● **AUFGABEN**
1/ Wofür war die Verfasserin oder der Verfasser laut dem Prolog zur Fernwanderung bisher am Gardasee?
2/ Schreibe den Prolog zur Fernwanderung weiter, im Anschluss an seinen letzten Satz.

● **VORLIEGENDER TEXT**
-*-*-
Prolog
Dieses Jahr geht von Garmisch zum Gardasee. Nachdem ich im letzten Jahr stark die RKI-Länderliste für die Wahl meiner Route zuhilfe nehmen musste, ist es dieses Jahr möglich eine freie Entscheidung zu treffen. Viel hat sich geändert. Die Grenzen sind wieder frei passierbar und die Regeln sind weitestgehend abgeschafft.
Der Gardasee hatte schon immer etwas Wunderbares an sich: das Traumziel aller Münchner, italienisch mediterran angehaucht, dennoch bergig alpin, eine Mischung aus Charme, Chic und Sportlerparadies. Während die einen dem Dolce Vita frönen, strampeln andere eine Bergstraße nach der anderen hinauf oder klettern die steilen Felswände in Arco empor. Ich war in meinem Leben viel zu selten am Gardasee. Bisher für zwei lange Wochenenden zum Golfen und Genießen. Dabei wäre ich absolut prädestiniert für die Beidhändigkeit aus einem Glas gutem Rotwein gepaart mit gutem Essen und Wellness und sportlichen Aktivitäten, ob in den Bergen, auf einem SUP, auf dem Tennis- oder Golfplatz. Genießen ist etwas, was ich in den letzten Jahren extrem gut gelernt habe. Die Tagträume des schönen Genießertums am Gardasee inspirierten mich diese Region als Endziel einer Fernwanderung auszuwählen.
-*-*-
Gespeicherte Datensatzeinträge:
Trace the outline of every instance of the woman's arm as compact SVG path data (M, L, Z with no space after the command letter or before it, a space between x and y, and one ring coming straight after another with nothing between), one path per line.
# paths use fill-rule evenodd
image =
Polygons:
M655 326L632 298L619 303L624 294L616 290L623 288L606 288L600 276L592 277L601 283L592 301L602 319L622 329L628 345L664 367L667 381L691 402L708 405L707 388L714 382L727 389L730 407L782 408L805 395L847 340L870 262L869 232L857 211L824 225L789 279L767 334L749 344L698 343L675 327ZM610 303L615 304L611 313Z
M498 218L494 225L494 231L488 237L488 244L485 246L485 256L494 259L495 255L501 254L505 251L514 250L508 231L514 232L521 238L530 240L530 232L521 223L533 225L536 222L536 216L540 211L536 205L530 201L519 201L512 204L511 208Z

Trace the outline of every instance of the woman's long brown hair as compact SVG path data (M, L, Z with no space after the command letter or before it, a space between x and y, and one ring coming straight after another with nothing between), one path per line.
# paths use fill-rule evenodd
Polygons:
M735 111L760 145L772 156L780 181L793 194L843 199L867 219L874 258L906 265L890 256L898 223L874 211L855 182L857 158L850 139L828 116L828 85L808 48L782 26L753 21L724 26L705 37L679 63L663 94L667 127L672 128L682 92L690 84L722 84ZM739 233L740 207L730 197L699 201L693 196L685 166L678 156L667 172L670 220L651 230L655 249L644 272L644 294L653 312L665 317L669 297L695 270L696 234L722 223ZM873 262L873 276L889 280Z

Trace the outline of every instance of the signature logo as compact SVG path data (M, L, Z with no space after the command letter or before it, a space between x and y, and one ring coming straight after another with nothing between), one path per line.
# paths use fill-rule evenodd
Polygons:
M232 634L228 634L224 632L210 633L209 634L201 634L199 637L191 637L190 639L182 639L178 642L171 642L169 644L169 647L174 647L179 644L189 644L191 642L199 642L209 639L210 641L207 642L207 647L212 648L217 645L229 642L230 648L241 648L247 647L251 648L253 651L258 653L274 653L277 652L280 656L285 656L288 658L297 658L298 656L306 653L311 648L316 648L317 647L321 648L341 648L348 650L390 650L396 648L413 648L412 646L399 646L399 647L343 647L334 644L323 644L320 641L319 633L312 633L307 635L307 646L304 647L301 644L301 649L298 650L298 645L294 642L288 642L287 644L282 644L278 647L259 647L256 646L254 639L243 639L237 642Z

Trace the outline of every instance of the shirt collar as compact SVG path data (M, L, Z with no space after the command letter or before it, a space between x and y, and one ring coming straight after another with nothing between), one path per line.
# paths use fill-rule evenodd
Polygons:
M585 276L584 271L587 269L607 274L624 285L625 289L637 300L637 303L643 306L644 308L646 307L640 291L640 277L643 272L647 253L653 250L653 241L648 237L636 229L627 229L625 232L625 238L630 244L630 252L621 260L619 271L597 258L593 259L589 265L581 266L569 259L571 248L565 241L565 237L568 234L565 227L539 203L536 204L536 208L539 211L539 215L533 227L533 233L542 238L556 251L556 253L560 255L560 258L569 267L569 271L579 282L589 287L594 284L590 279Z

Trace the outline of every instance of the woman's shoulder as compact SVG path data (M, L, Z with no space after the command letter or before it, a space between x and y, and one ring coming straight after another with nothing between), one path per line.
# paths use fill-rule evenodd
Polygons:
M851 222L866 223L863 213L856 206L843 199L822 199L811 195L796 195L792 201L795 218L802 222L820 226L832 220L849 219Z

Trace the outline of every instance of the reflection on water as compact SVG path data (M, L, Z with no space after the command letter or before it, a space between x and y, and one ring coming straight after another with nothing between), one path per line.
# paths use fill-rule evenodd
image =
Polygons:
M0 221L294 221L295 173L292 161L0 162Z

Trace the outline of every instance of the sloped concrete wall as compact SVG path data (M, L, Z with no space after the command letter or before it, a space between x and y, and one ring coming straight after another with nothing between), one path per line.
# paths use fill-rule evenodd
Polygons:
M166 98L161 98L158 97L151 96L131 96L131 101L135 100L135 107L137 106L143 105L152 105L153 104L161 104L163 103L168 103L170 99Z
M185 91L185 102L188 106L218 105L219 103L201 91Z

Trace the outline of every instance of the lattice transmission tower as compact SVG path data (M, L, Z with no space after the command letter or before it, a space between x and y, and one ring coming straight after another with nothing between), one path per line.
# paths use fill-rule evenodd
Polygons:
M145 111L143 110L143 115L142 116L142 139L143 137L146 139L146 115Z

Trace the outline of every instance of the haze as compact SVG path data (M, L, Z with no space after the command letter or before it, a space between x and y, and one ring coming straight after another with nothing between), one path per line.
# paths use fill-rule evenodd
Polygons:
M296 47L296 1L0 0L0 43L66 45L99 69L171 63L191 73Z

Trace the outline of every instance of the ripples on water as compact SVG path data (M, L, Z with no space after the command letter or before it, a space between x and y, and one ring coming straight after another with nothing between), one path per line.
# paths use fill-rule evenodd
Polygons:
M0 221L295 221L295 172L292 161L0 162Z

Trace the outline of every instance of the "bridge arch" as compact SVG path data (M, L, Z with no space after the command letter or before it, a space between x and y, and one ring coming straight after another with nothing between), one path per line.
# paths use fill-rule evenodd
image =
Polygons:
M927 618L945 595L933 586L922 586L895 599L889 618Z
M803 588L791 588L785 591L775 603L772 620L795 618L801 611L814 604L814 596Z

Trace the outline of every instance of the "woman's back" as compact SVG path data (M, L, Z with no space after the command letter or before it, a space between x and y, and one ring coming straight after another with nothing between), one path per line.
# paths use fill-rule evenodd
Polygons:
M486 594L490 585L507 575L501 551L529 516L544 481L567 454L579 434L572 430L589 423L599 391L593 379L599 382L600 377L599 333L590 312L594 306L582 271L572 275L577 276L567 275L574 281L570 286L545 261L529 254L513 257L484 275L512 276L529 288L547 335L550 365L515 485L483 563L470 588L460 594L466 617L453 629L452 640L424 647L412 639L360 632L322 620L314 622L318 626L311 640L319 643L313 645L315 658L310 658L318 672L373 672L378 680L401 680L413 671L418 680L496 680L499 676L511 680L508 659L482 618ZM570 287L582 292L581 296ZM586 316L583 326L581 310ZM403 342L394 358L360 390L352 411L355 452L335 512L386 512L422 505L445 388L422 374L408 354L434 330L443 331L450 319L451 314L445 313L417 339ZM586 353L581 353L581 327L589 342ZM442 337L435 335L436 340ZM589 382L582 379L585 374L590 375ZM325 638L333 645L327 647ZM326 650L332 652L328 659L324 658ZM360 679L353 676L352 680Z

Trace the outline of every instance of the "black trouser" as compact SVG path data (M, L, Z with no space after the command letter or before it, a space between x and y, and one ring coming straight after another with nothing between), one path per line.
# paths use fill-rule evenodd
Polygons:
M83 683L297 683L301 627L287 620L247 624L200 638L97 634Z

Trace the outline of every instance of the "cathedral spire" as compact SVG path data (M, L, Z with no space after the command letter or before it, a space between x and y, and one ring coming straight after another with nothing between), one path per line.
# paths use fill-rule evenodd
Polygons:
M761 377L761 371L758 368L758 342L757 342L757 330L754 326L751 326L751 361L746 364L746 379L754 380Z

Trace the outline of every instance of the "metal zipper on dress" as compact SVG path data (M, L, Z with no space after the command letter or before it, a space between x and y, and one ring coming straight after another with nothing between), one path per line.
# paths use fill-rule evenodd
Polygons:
-*-*-
● **ANTWORTEN JE AUFGABE**
1/ Für zwei lange Wochenenden zum Golfen und Genießen.

2/
Es gibt eine offizielle Fernwanderroute von Garmisch nach Brescia (L1) (http://www.alpenquerung.info/Alpenueberquerung/L1/Alpenueberquerung-auf-dem-L1-Garmisch-Brescia-Hoehenprofil-Etappen) , die mir allerdings zu lange dauert, denn mein Zeitbudget für Urlaub ist durch die Abschaffung von Überstunden mehr als halbiert. Nach einiger Recherche stoße ich auf den Blog der Familie Högner:
https://www.hoegners.de/Tscharly/touren/tour2008.html
Die Tour gefällt mir auf den ersten Blick… allerdings nicht auf den zweiten. Bei genauer Prüfung stellte sich jedoch heraus, dass die Herrschaften unglaublich fit sein müssen (Wegstrecke, Höhenmeter), keinen Gipfel, keinen Grat und keinen Klettersteig ausließen. So setzt sich ihre Route weitestgehend aus Garmisch - Brescia, dann Geigenkamm (Mainzer Höhenweg), dann Dolomitenhöhenweg 10 zusammen. Eine Nummer zu groß und zu gefährlich für uns. Vielleicht sind wir wann anders bereit dafür.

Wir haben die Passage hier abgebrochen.